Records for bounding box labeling
[BEGIN]

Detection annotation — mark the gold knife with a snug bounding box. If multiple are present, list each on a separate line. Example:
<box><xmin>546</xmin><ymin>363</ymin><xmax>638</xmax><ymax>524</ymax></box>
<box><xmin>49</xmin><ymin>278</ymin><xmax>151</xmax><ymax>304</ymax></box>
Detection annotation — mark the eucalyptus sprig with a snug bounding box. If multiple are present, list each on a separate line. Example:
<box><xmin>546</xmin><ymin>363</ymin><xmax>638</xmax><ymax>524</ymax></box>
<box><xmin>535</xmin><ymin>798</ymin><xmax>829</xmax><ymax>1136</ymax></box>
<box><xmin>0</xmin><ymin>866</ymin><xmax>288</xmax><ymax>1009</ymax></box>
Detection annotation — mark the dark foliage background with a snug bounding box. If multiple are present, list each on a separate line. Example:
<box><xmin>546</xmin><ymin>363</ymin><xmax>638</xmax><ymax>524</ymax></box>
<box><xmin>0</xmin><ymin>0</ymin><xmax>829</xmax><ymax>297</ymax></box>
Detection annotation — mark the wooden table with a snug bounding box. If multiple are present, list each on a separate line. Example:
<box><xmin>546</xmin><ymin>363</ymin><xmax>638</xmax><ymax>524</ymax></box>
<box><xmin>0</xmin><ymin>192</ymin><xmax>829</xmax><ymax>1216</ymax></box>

[END]

- [GOAL] Render the lines of the records as a Markdown table with the columns "Row" and "Line". Start with the line containing "Detection annotation — mark the eucalyptus", continue through the end of the records, number each row, and leave out any blank lines.

- [RESPONSE]
| Row | Line |
|---|---|
| 1 | Detection annotation — mark the eucalyptus sprig with a snug bounding box. If multiple are present, list each on a separate line. Example: |
| 2 | <box><xmin>546</xmin><ymin>363</ymin><xmax>638</xmax><ymax>524</ymax></box> |
| 3 | <box><xmin>535</xmin><ymin>798</ymin><xmax>829</xmax><ymax>1136</ymax></box> |
| 4 | <box><xmin>0</xmin><ymin>866</ymin><xmax>288</xmax><ymax>1009</ymax></box> |
| 5 | Detection annotation — mark the dark foliage background with a snug bounding box. If multiple are present, list each on a separate line. Example: |
| 6 | <box><xmin>546</xmin><ymin>363</ymin><xmax>638</xmax><ymax>524</ymax></box> |
| 7 | <box><xmin>0</xmin><ymin>0</ymin><xmax>829</xmax><ymax>297</ymax></box> |
| 8 | Detection annotation — mark the wooden table with a snug bounding box. If multiple are present, list each on a separate line. Example: |
| 9 | <box><xmin>546</xmin><ymin>363</ymin><xmax>638</xmax><ymax>524</ymax></box> |
| 10 | <box><xmin>0</xmin><ymin>192</ymin><xmax>829</xmax><ymax>1216</ymax></box> |